What you have to do
Exclude the pictures and retype the entries as written.

(begin)

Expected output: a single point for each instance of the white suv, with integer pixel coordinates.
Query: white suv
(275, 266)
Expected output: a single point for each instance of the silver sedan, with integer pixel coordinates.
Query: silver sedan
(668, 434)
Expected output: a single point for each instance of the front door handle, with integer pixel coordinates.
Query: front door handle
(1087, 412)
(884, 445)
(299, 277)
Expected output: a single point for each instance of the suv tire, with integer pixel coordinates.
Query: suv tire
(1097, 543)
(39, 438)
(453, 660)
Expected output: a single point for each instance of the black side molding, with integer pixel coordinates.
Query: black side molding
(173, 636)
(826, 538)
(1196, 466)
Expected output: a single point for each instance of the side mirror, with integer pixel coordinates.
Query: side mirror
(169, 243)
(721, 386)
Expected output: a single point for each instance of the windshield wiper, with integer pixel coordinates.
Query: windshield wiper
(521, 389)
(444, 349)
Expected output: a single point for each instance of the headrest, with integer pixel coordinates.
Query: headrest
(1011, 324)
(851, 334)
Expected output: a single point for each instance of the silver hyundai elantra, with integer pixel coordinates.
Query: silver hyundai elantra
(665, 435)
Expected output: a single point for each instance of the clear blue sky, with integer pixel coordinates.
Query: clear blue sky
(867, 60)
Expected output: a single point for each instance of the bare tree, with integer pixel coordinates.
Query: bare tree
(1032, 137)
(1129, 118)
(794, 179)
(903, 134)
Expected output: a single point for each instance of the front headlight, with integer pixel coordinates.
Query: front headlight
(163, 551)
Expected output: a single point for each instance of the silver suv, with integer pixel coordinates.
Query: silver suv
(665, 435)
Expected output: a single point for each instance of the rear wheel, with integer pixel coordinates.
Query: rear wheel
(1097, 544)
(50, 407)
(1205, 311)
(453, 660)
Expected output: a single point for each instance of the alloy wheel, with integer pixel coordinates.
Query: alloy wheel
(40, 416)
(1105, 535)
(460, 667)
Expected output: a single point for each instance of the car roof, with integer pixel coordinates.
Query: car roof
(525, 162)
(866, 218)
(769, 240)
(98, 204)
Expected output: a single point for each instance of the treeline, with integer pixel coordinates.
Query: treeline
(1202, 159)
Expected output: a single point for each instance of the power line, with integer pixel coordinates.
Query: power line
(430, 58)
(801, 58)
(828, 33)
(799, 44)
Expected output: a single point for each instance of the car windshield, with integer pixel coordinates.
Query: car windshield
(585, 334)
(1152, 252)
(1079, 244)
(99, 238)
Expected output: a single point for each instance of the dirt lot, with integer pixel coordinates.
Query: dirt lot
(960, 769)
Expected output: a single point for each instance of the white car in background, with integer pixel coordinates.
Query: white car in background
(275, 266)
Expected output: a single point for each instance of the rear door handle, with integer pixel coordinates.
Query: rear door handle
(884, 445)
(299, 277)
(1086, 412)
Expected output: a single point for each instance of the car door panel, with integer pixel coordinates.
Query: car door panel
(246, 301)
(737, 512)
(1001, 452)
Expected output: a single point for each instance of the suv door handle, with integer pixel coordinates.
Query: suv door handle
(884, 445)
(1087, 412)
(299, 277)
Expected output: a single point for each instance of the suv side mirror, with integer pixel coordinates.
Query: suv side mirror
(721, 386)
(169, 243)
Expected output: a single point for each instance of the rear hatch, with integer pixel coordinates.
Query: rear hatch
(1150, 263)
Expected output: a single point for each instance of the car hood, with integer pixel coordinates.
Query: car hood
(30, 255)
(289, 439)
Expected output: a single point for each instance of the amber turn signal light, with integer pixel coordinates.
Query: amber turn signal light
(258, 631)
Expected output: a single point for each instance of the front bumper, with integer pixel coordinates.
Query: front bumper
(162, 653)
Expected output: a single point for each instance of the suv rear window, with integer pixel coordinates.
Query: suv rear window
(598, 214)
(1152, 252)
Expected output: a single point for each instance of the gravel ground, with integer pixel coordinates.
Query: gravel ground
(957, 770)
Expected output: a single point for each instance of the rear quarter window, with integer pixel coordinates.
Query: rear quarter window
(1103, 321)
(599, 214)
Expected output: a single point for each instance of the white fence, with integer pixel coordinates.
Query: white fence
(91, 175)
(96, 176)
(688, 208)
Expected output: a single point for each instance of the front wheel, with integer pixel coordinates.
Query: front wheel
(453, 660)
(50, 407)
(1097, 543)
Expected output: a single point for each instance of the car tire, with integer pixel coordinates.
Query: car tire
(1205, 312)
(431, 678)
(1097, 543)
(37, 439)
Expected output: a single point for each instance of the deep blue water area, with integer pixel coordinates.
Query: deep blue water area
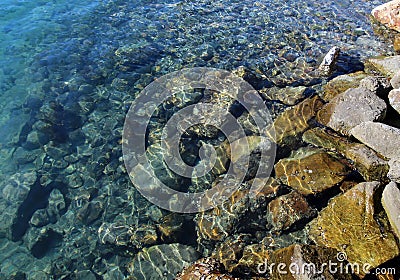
(69, 71)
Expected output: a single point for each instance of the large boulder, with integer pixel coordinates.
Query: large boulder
(388, 14)
(349, 225)
(382, 138)
(365, 160)
(394, 170)
(310, 171)
(349, 109)
(290, 125)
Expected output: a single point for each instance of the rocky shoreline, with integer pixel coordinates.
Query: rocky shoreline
(71, 212)
(356, 130)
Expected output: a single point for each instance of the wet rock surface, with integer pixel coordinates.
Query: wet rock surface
(391, 203)
(394, 99)
(374, 134)
(342, 83)
(311, 171)
(162, 261)
(361, 236)
(365, 160)
(388, 14)
(287, 210)
(289, 126)
(387, 66)
(66, 197)
(394, 170)
(338, 113)
(207, 268)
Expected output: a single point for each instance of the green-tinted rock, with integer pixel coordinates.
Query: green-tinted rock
(286, 210)
(161, 261)
(350, 108)
(391, 203)
(288, 95)
(311, 171)
(291, 123)
(348, 224)
(341, 84)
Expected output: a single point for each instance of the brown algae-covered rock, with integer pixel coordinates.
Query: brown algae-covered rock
(391, 203)
(161, 261)
(354, 106)
(311, 171)
(387, 66)
(365, 160)
(394, 170)
(348, 224)
(286, 210)
(383, 138)
(342, 83)
(287, 95)
(394, 99)
(207, 268)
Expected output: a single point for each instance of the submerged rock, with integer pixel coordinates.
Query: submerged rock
(388, 14)
(286, 210)
(388, 66)
(348, 224)
(391, 203)
(342, 83)
(207, 268)
(365, 160)
(161, 261)
(394, 170)
(381, 137)
(354, 106)
(288, 95)
(230, 251)
(379, 85)
(311, 171)
(328, 64)
(289, 126)
(394, 99)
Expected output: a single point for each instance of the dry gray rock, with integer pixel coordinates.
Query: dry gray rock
(380, 85)
(395, 81)
(391, 203)
(388, 66)
(394, 99)
(382, 138)
(351, 108)
(394, 170)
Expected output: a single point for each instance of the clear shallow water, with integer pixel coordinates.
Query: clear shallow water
(76, 66)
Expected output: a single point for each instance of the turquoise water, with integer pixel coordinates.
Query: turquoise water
(68, 73)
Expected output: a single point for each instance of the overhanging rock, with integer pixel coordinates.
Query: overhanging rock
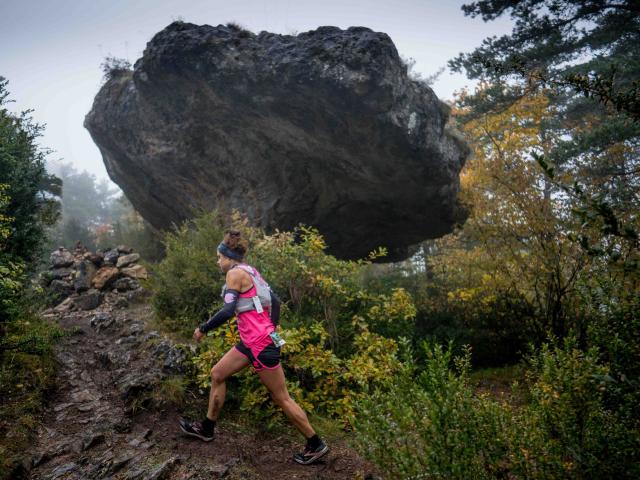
(323, 128)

(end)

The output
Expected output: a single point for each instance of the white suv, with integer pixel coordinates.
Query: white suv
(275, 266)
Expected output: a single point for each instance of the silver sedan, with integer pixel coordinates.
Query: silver sedan
(668, 434)
Expected output: a single point for each instance of the front door handle, with integer pixel coordinates.
Query: front door handle
(1087, 412)
(884, 445)
(299, 277)
Expected output: a single point for each instance of the suv tire, with integer pixel coordinates.
Query: suv tire
(1097, 543)
(39, 438)
(453, 660)
Expected output: a single point for each instance of the black side molding, with integer pixel coordinates.
Query: black side molding
(173, 636)
(826, 538)
(1196, 466)
Expected output: a single point for each instance of the side mirror, with integer pixel coordinates.
Query: side mirror
(169, 243)
(721, 386)
Expected output: a single point for each instance of the windshield wiper, with integer pixel coordinates.
Query: windshield wiper
(521, 389)
(444, 349)
Expected output: a single point for each instance of the headrest, with integer pixel coordinates.
Query: headrest
(1011, 324)
(851, 334)
Expected output: a single point for each instance of the silver hyundai elantra, with integer pixel coordinates.
Query: silver hyundai elantra
(665, 435)
Expected output: a single point for each instance of the clear blue sky, with integer pixel coordinates.
Query: clear blue sky
(867, 60)
Expected output: a single point for each instance of the bare tree, with integer pixel coordinates.
Query: bare tree
(1032, 137)
(1129, 118)
(794, 179)
(903, 134)
Expected output: a single point for each instance of the front headlight, with integer pixel coordinates.
Query: front headlight
(163, 551)
Expected output: a single point for each instance of the silver suv, with integer pixel coordinates.
Query: silver suv
(665, 435)
Expected output: a single point for each instance of the rear wheel, with integer pixel coordinates.
Query: rear wheel
(1097, 544)
(50, 407)
(1205, 311)
(453, 660)
Expected output: a single point for each instance of the alloy wheel, with integer pixel coordinates.
Query: alloy wheel
(40, 416)
(1105, 535)
(460, 667)
Expected output: a single point for each instance of the car roof, with integer pixel coordinates.
Query: car roof
(525, 162)
(866, 218)
(769, 240)
(98, 204)
Expected output: a single point for each instance of the treeline, with integer pixel coordinates.
Query: treeline
(1202, 159)
Expected output: a single point for each instance of the power line, with integer pixel coordinates.
Query: power line
(430, 58)
(801, 58)
(828, 33)
(799, 44)
Expected output: a single point for each instance of the car windshield, with integer pixel coordinates.
Query: car windshield
(585, 334)
(1152, 252)
(1079, 244)
(99, 238)
Expected output: a single point for each instance of the dirt lot, with integer pixel coordinates.
Query: dirt lot
(960, 769)
Expected output: a single point for each instance of the white car in background, with integer pixel coordinates.
Query: white car in background
(275, 266)
Expected output: a single point for each instance of the rear door handle, with integer pixel coordinates.
Query: rear door handle
(884, 445)
(299, 277)
(1086, 412)
Expected output: a single point for each instance of the car door panel, with integer pixel coordinates.
Query: car door panel
(246, 301)
(737, 512)
(1001, 452)
Expected output: a single point for each instance of the suv door handle, with integer pixel coordinates.
Query: suv door handle
(884, 445)
(1087, 412)
(299, 277)
Expected output: a single point for each instance of the suv side mirror, with integer pixel coordinates.
Query: suv side mirror
(721, 386)
(169, 243)
Expected output: a single point for each instance of the rear hatch, with integer pixel coordinates.
Query: rear hatch
(1150, 263)
Expected output: a single point for each instance of the car hood, with integer pixel coordinates.
Query: car hood
(30, 255)
(289, 439)
Expected output: a single point for each instance of the amber turn signal light, with integer pixel coordinates.
Query: amber turn signal light
(258, 631)
Expected output: a single point for each instance of the front bumper, with integer pixel coordinates.
Query: front bumper
(162, 653)
Expected output: a single point for each instance of the suv rear window, with integer pixel coordinates.
Query: suv rear window
(598, 214)
(1152, 252)
Expected output: a single point for each instance of the gravel ground, with integer pixel coordinates.
Query: gravel ground
(957, 770)
Expected output: a single point for each instance of the rear quarter window, with integer pixel coordinates.
Query: rear quarter window
(1103, 321)
(599, 214)
Expected output: a single point for each instance of the white fence, with integer pixel coordinates.
Query: white fence
(91, 175)
(96, 176)
(688, 208)
Expected output: a single point for each instance of the front wheel, with integer pixel coordinates.
Query: front wheel
(453, 660)
(50, 407)
(1097, 543)
Expected output: a single point for each instance of the car tire, with integer pixel coordinates.
Query: car tire
(1205, 312)
(431, 678)
(1097, 543)
(37, 439)
Expected output: a single point for each instance of the deep blue water area, with integer pixel coordinates.
Query: deep blue water area
(69, 71)
Expected output: a single point for each instance of the large boulder, with integer pixel coordinates.
Query: large boulder
(388, 14)
(349, 225)
(382, 138)
(365, 160)
(394, 170)
(310, 171)
(349, 109)
(290, 125)
Expected output: a single point for each instance of the rocky shoreline, with integer pixel coordinates.
Query: rocky shoreline
(71, 212)
(356, 130)
Expected output: a single point for each instance of the wet rock surface, with integer pixel coordinates.
Query: wet rock surface
(391, 203)
(394, 99)
(374, 134)
(342, 83)
(311, 171)
(162, 261)
(361, 236)
(365, 160)
(388, 14)
(287, 210)
(289, 126)
(387, 66)
(66, 197)
(394, 170)
(338, 113)
(207, 268)
Expected output: a single point for each instance of the green-tinted rock, with integer pixel coordinates.
Query: green-tinted rock
(286, 210)
(161, 261)
(350, 108)
(391, 203)
(288, 95)
(311, 171)
(291, 123)
(348, 224)
(341, 84)
Expected output: a single point for each instance of the brown algae-covered rock, with integer pixel coordinates.
Query: brown algae-covered rock
(391, 203)
(161, 261)
(354, 106)
(311, 171)
(387, 66)
(365, 160)
(394, 170)
(348, 224)
(286, 210)
(383, 138)
(342, 83)
(287, 95)
(394, 99)
(207, 268)
Expected output: a single point for each instance of the submerged rock, with integer pixel coordinates.
Query: submerged rock
(388, 14)
(286, 210)
(388, 66)
(348, 224)
(391, 203)
(342, 83)
(207, 268)
(365, 160)
(161, 261)
(394, 170)
(381, 137)
(354, 106)
(288, 95)
(230, 251)
(379, 85)
(311, 171)
(328, 64)
(289, 126)
(394, 99)
Expected output: a single point for each instance of the dry gray rock, with integer pixel coordinates.
Query: dry gray rock
(380, 85)
(395, 81)
(391, 203)
(388, 66)
(394, 99)
(382, 138)
(351, 108)
(394, 170)
Expected output: a single point for each instance of the clear shallow water, with integer pixel coordinates.
Query: clear shallow water
(76, 66)
Expected output: a single point for each instance of the turquoise water, with integer pixel coordinates.
Query: turquoise water
(68, 73)
Expected output: a single point for each instance of the overhanging rock, with integer pixel coordinates.
Query: overhanging rock
(323, 128)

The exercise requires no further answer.